# [Work task]
Repeat every entry word for word; omit all pictures.

# [Records supplied]
====

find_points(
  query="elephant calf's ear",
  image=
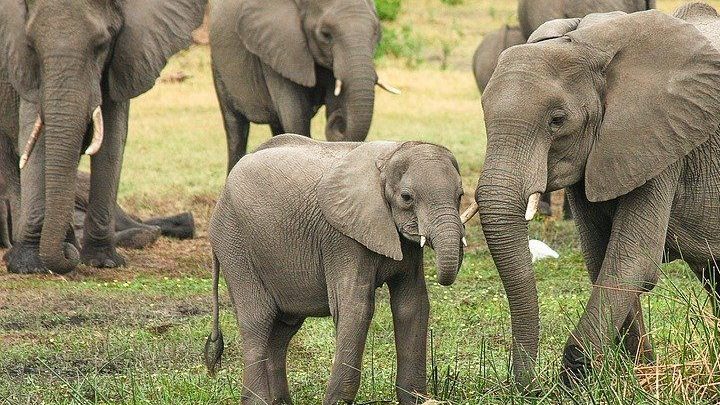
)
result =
(352, 199)
(152, 31)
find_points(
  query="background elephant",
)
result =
(362, 213)
(626, 120)
(533, 13)
(276, 62)
(76, 64)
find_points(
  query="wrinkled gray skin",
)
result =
(65, 58)
(533, 13)
(487, 53)
(306, 228)
(275, 62)
(625, 119)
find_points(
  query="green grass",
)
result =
(135, 335)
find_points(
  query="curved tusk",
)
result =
(98, 132)
(387, 87)
(338, 87)
(533, 203)
(469, 213)
(31, 142)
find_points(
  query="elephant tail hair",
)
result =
(214, 344)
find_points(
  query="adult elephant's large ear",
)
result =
(272, 30)
(18, 63)
(661, 98)
(152, 31)
(352, 199)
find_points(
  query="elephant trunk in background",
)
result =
(446, 239)
(66, 116)
(354, 66)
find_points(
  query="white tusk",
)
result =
(469, 213)
(31, 142)
(387, 87)
(98, 132)
(338, 87)
(533, 203)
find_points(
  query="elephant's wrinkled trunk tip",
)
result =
(533, 203)
(387, 86)
(31, 142)
(98, 132)
(469, 213)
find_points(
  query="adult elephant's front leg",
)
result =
(98, 244)
(410, 309)
(634, 250)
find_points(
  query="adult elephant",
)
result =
(276, 62)
(76, 64)
(533, 13)
(622, 110)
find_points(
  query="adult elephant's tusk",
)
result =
(338, 87)
(533, 203)
(31, 142)
(98, 132)
(387, 87)
(469, 213)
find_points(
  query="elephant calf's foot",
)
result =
(24, 258)
(101, 256)
(575, 366)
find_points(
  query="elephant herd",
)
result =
(614, 102)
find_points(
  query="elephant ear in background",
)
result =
(352, 199)
(18, 63)
(662, 98)
(152, 32)
(272, 30)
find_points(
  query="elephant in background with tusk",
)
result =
(277, 62)
(359, 216)
(621, 110)
(75, 65)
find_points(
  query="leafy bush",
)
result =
(388, 10)
(402, 43)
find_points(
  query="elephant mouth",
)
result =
(336, 127)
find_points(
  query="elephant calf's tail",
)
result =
(214, 345)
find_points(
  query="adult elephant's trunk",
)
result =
(504, 190)
(66, 116)
(446, 238)
(355, 69)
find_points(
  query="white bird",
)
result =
(540, 250)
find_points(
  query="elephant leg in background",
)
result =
(280, 336)
(352, 316)
(237, 126)
(98, 248)
(24, 256)
(410, 310)
(634, 249)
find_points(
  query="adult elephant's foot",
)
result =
(24, 258)
(575, 366)
(100, 255)
(180, 226)
(137, 238)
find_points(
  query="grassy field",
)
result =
(135, 335)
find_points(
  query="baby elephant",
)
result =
(307, 229)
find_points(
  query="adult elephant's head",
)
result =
(70, 56)
(382, 190)
(606, 102)
(299, 38)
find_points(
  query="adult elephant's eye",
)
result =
(557, 121)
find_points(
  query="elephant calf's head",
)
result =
(384, 191)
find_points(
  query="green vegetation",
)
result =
(135, 335)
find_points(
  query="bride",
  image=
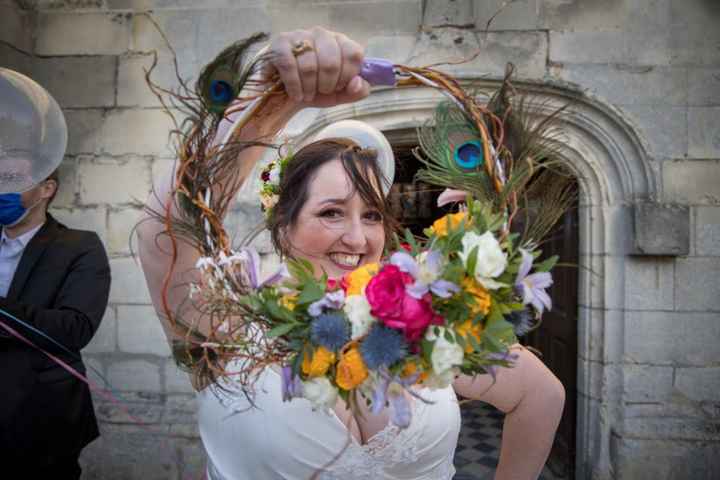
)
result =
(332, 211)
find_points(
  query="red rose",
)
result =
(390, 303)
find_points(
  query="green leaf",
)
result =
(311, 292)
(472, 261)
(280, 330)
(547, 265)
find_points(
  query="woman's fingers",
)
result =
(330, 60)
(319, 63)
(352, 54)
(283, 59)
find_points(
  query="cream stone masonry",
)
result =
(642, 80)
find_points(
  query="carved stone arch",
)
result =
(614, 172)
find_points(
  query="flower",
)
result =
(522, 322)
(291, 384)
(330, 330)
(320, 392)
(318, 362)
(332, 300)
(351, 370)
(426, 271)
(480, 296)
(490, 260)
(413, 370)
(450, 221)
(391, 304)
(467, 328)
(250, 270)
(289, 301)
(532, 287)
(357, 310)
(445, 354)
(382, 347)
(359, 278)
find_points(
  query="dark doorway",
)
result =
(414, 204)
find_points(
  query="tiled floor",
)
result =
(477, 452)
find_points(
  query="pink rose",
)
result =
(390, 303)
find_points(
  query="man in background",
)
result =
(54, 286)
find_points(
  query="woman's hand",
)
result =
(319, 68)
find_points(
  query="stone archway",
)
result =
(614, 174)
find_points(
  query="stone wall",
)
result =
(649, 353)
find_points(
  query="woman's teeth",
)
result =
(345, 260)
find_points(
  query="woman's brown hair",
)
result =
(361, 167)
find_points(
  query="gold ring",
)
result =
(301, 46)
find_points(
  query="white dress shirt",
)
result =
(10, 254)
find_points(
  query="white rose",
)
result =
(445, 354)
(357, 310)
(491, 260)
(321, 393)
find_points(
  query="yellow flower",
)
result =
(411, 368)
(288, 301)
(360, 277)
(450, 221)
(480, 295)
(320, 362)
(351, 369)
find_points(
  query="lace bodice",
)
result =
(290, 441)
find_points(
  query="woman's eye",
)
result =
(331, 214)
(373, 216)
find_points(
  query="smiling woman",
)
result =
(331, 209)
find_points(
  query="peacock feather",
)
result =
(528, 181)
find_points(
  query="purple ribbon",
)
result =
(378, 71)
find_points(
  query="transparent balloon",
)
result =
(33, 133)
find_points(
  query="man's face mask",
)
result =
(12, 210)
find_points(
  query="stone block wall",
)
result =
(651, 371)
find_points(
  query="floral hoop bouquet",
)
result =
(434, 309)
(452, 303)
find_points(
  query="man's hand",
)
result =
(319, 68)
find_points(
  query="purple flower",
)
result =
(391, 390)
(251, 270)
(332, 300)
(291, 384)
(425, 272)
(532, 287)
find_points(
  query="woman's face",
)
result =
(336, 230)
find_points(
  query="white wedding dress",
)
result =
(290, 441)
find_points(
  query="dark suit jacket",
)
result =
(61, 288)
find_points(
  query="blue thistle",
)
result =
(522, 322)
(382, 347)
(330, 330)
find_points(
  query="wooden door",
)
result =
(556, 338)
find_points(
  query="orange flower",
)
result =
(351, 369)
(360, 277)
(450, 221)
(288, 301)
(411, 368)
(318, 365)
(479, 293)
(467, 328)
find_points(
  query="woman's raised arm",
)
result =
(532, 399)
(318, 68)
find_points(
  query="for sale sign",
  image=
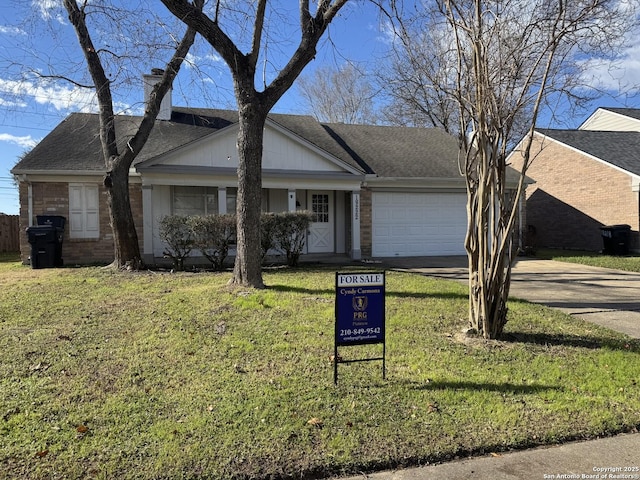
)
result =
(360, 308)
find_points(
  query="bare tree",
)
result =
(118, 162)
(339, 95)
(506, 60)
(218, 27)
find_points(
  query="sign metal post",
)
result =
(360, 314)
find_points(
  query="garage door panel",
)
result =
(416, 224)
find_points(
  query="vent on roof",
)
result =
(149, 81)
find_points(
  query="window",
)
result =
(195, 200)
(84, 218)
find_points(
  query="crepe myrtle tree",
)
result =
(119, 160)
(223, 26)
(498, 63)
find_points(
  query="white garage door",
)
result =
(418, 224)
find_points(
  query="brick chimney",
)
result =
(149, 80)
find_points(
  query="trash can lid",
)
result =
(622, 226)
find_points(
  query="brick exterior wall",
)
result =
(574, 195)
(53, 199)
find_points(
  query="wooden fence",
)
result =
(9, 233)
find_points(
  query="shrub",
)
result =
(213, 234)
(175, 231)
(290, 234)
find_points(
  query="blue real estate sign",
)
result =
(360, 308)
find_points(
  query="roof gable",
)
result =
(619, 149)
(400, 152)
(613, 119)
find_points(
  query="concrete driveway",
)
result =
(610, 298)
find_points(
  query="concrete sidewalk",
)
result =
(609, 298)
(615, 457)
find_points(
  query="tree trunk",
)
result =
(125, 237)
(248, 264)
(489, 247)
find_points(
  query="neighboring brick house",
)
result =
(376, 191)
(585, 179)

====

# [Result of the exercise]
find_points(
  query="elephant calf's ear",
  image=
)
result =
(352, 199)
(152, 31)
find_points(
  query="background elephant",
)
result =
(362, 213)
(626, 120)
(533, 13)
(276, 62)
(76, 64)
find_points(
  query="wrinkled gray skin",
)
result =
(65, 58)
(533, 13)
(487, 53)
(306, 228)
(275, 62)
(625, 119)
find_points(
  query="green grass",
)
result =
(135, 335)
find_points(
  query="curved tusk",
)
result =
(98, 132)
(387, 87)
(338, 87)
(533, 203)
(469, 213)
(31, 142)
find_points(
  query="elephant tail hair",
)
result =
(214, 344)
find_points(
  query="adult elephant's large ear",
)
result =
(272, 30)
(18, 63)
(661, 98)
(152, 31)
(352, 199)
find_points(
  query="elephant trunk in background",
)
result =
(446, 239)
(66, 116)
(354, 66)
find_points(
  query="white tusk",
)
result =
(469, 213)
(31, 142)
(387, 87)
(98, 132)
(338, 87)
(533, 203)
find_points(
  query="elephant's wrinkled trunk tip",
)
result =
(533, 203)
(387, 86)
(31, 142)
(98, 132)
(469, 213)
find_points(
  query="adult elephant's front leg",
)
result =
(98, 244)
(410, 309)
(634, 250)
find_points(
  query="adult elephant",
)
result =
(276, 62)
(76, 64)
(533, 13)
(622, 110)
find_points(
  query="adult elephant's tusk",
)
result =
(338, 87)
(533, 203)
(31, 142)
(98, 132)
(387, 87)
(469, 213)
find_points(
  query="elephant calf's foot",
)
result =
(24, 258)
(101, 256)
(575, 366)
find_points(
  query="elephant herd",
)
result =
(614, 102)
find_points(
  query="elephant ear in background",
)
result =
(352, 199)
(18, 63)
(662, 98)
(152, 32)
(272, 30)
find_points(
  query="elephant in background with tusk",
)
result =
(277, 62)
(359, 216)
(621, 110)
(75, 65)
find_points(
  query="leafy bush",
)
result =
(388, 10)
(402, 43)
find_points(
  query="elephant mouth",
)
result =
(336, 127)
find_points(
  query="elephant calf's tail",
)
result =
(214, 345)
find_points(
  query="adult elephant's trunk",
)
result =
(504, 190)
(66, 116)
(446, 238)
(355, 69)
find_points(
  query="white bird",
)
result =
(540, 250)
find_points(
  query="elephant leg in background",
)
result =
(280, 336)
(352, 316)
(237, 126)
(98, 248)
(24, 256)
(410, 310)
(634, 249)
find_points(
  query="adult elephant's foot",
)
result =
(24, 258)
(575, 366)
(100, 255)
(180, 226)
(137, 238)
find_points(
  query="grassy field",
)
result =
(135, 335)
find_points(
  query="baby elephant",
)
result =
(307, 229)
find_points(
  query="adult elephant's head",
)
result =
(70, 56)
(382, 190)
(606, 102)
(299, 38)
find_points(
  query="adult elephant's eye",
)
result =
(557, 121)
find_points(
  query="elephant calf's head",
)
result =
(384, 191)
find_points(
  query="green vegetation",
)
result =
(135, 335)
find_points(
  query="bride",
  image=
)
result =
(332, 211)
find_points(
  query="red rose",
)
result =
(390, 303)
find_points(
  query="green leaf",
)
result =
(311, 292)
(472, 261)
(280, 330)
(547, 265)
find_points(
  query="woman's fingers",
)
result =
(330, 60)
(319, 63)
(352, 54)
(283, 59)
find_points(
  query="cream stone masonry",
)
result =
(642, 80)
find_points(
  query="carved stone arch",
)
result =
(614, 172)
find_points(
  query="flower",
)
result =
(522, 322)
(291, 384)
(330, 330)
(320, 392)
(318, 362)
(332, 300)
(351, 370)
(426, 271)
(480, 296)
(490, 260)
(413, 370)
(450, 221)
(391, 304)
(467, 328)
(250, 270)
(289, 301)
(532, 287)
(357, 310)
(445, 354)
(382, 347)
(359, 278)
find_points(
  query="dark doorway",
)
result =
(414, 204)
find_points(
  query="tiled floor",
)
result =
(477, 452)
find_points(
  query="pink rose",
)
result =
(390, 303)
find_points(
  query="man in background",
)
result =
(54, 286)
find_points(
  query="woman's hand",
)
result =
(319, 68)
find_points(
  query="stone archway",
)
result =
(614, 174)
find_points(
  query="stone wall",
)
result =
(649, 353)
find_points(
  query="woman's teeth",
)
result =
(345, 260)
find_points(
  query="woman's brown hair",
)
result =
(361, 167)
find_points(
  query="gold ring",
)
result =
(301, 46)
find_points(
  query="white dress shirt",
)
result =
(10, 254)
find_points(
  query="white rose",
)
result =
(445, 354)
(357, 310)
(491, 260)
(321, 393)
find_points(
  query="yellow flower",
)
result =
(411, 368)
(288, 301)
(360, 277)
(450, 221)
(480, 295)
(320, 362)
(351, 369)
find_points(
  query="lace bodice",
)
result =
(290, 441)
find_points(
  query="woman's eye",
)
result =
(331, 214)
(373, 216)
find_points(
  query="smiling woman",
)
result =
(331, 209)
find_points(
  query="peacock feather",
)
result =
(528, 181)
find_points(
  query="purple ribbon",
)
result =
(378, 71)
find_points(
  query="transparent balloon",
)
result =
(33, 133)
find_points(
  query="man's face mask",
)
result =
(12, 210)
find_points(
  query="stone block wall",
)
result =
(651, 371)
find_points(
  query="floral hoop bouquet",
)
result =
(434, 309)
(452, 303)
find_points(
  query="man's hand",
)
result =
(319, 68)
find_points(
  query="purple flower",
)
result =
(391, 390)
(251, 270)
(332, 300)
(291, 384)
(425, 272)
(532, 287)
find_points(
  query="woman's face",
)
result =
(336, 230)
find_points(
  query="white wedding dress",
)
result =
(290, 441)
find_points(
  query="dark suit jacket",
)
result =
(61, 288)
find_points(
  query="blue thistle",
)
result =
(522, 322)
(382, 347)
(330, 330)
find_points(
  query="wooden door",
)
result =
(556, 338)
find_points(
  query="orange flower",
)
result =
(351, 369)
(360, 277)
(450, 221)
(288, 301)
(411, 368)
(318, 365)
(479, 293)
(467, 328)
find_points(
  query="woman's raised arm",
)
result =
(532, 399)
(318, 68)
find_points(
  query="for sale sign",
  image=
)
result =
(360, 308)
find_points(
  query="bare tree",
)
result =
(118, 162)
(339, 95)
(506, 60)
(218, 27)
find_points(
  query="sign metal post",
)
result =
(360, 314)
find_points(
  query="garage door panel",
)
result =
(416, 224)
find_points(
  query="vent on roof",
)
result =
(149, 81)
find_points(
  query="window",
)
result =
(195, 200)
(84, 218)
find_points(
  query="crepe myrtle tree",
)
result =
(119, 160)
(223, 26)
(498, 63)
find_points(
  query="white garage door",
)
result =
(418, 224)
find_points(
  query="brick chimney",
)
result =
(149, 80)
find_points(
  query="trash can lid",
)
result =
(622, 226)
find_points(
  query="brick exterior wall",
)
result =
(574, 195)
(53, 199)
find_points(
  query="wooden fence",
)
result =
(9, 233)
find_points(
  query="shrub",
)
result =
(213, 234)
(175, 231)
(290, 234)
find_points(
  query="blue real estate sign",
)
result =
(360, 308)
find_points(
  query="roof gable",
)
result =
(619, 149)
(400, 152)
(613, 119)
find_points(
  query="concrete driveway",
)
result =
(610, 298)
find_points(
  query="concrete sidewalk",
)
result =
(609, 298)
(615, 457)
find_points(
  query="tree trunk",
)
result =
(125, 237)
(248, 264)
(489, 247)
find_points(
  query="neighboring brick house",
)
result =
(376, 191)
(585, 179)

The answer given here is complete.